■ Text passage

____________________

#### 2016-09-26 ####
### some general information:
# software for statistical computing and graphics
# R is based on S
# GPL (general public license) -> free software
# first version R-1.0.0 released in 2000
# current version R-3.3.1
# available for several OS (including 64bit)
# functionality can be extended by packages
# packages are bundles of functions, data, and documentation
# Comprehensive R archive network (CRAN) is the primary source for packages
# April 2013: 4437, October 2014: 5966, September 2015: 7084, September 2016: 9237 packages on CRAN
# wide dissemination in academia and companies
# advantages: extensibility (by packages), flexibility (object-oriented language), transparency (source code publicly available)
# web page: https://www.r-project.org
5 + 5 # summation
5 * 5 # multiplication
5^0.5 # square root
5^.5 # same
# note the difference:
5^(.5/2)
5^.5/2
### functions:
sqrt(5) # square root
help(sqrt) # help for sqrt-function
sqrt(x = 5) # naming of arguments
?sqrt # help again
??regression # search within the installed packages for the word "regression"

____________________

■ Stored data
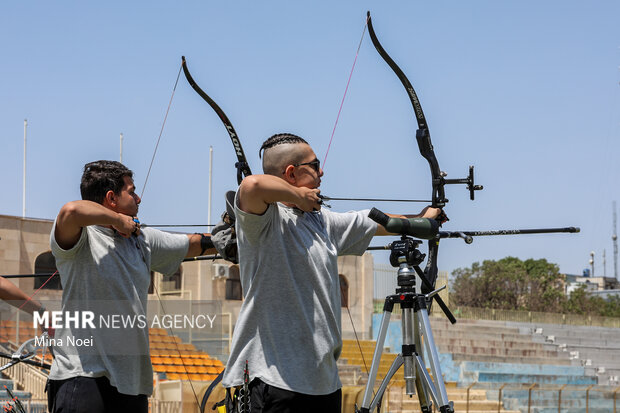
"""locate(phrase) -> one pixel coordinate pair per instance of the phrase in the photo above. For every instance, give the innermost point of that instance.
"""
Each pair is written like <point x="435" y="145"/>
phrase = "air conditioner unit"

____________________

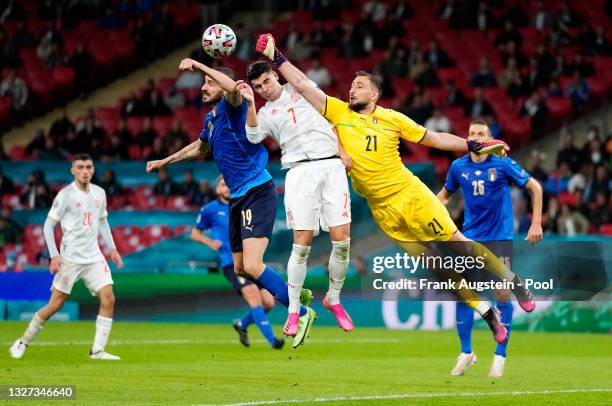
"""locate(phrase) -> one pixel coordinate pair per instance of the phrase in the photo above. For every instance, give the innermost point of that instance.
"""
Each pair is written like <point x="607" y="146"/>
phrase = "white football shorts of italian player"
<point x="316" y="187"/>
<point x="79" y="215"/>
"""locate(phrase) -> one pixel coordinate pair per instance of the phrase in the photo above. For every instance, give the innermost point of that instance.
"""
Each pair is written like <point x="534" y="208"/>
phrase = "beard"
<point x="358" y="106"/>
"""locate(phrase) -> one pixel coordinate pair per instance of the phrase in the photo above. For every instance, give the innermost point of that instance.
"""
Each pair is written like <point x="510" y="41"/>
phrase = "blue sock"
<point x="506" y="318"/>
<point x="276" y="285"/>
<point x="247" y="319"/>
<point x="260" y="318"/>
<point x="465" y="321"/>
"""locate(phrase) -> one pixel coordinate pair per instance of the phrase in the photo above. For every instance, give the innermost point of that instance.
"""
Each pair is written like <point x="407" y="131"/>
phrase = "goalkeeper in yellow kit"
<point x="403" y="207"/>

____________________

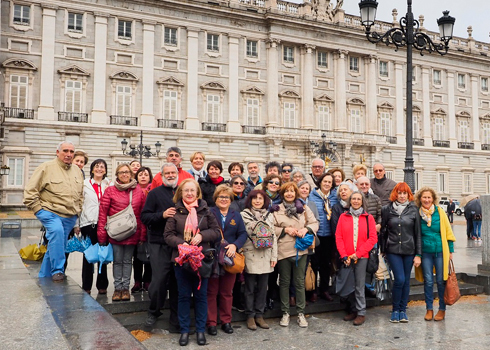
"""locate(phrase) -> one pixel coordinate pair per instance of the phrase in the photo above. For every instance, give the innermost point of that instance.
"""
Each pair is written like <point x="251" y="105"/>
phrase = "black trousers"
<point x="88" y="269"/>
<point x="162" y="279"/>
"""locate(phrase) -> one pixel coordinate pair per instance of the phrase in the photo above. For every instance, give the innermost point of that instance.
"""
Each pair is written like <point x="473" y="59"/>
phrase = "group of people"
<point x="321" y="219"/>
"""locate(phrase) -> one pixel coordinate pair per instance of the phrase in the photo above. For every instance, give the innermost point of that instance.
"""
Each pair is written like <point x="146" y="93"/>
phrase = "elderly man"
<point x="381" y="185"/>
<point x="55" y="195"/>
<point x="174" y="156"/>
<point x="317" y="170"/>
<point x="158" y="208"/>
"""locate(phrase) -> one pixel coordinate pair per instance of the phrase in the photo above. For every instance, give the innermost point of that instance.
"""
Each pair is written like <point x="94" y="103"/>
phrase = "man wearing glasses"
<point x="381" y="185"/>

____________________

■ Your instructions
Return everything in the R notes above from "#### 2016-09-26 ####" down to "code publicly available)", copied without any change.

■ Solution for this exercise
#### 2016-09-26 ####
### some general information:
# software for statistical computing and graphics
# R is based on S
# GPL (general public license) -> free software
# first version R-1.0.0 released in 2000
# current version R-3.3.1
# available for several OS (including 64bit)
# functionality can be extended by packages
# packages are bundles of functions, data, and documentation
# Comprehensive R archive network (CRAN) is the primary source for packages
# April 2013: 4437, October 2014: 5966, September 2015: 7084, September 2016: 9237 packages on CRAN
# wide dissemination in academia and companies
# advantages: extensibility (by packages), flexibility (object-oriented language), transparency (source code publicly available)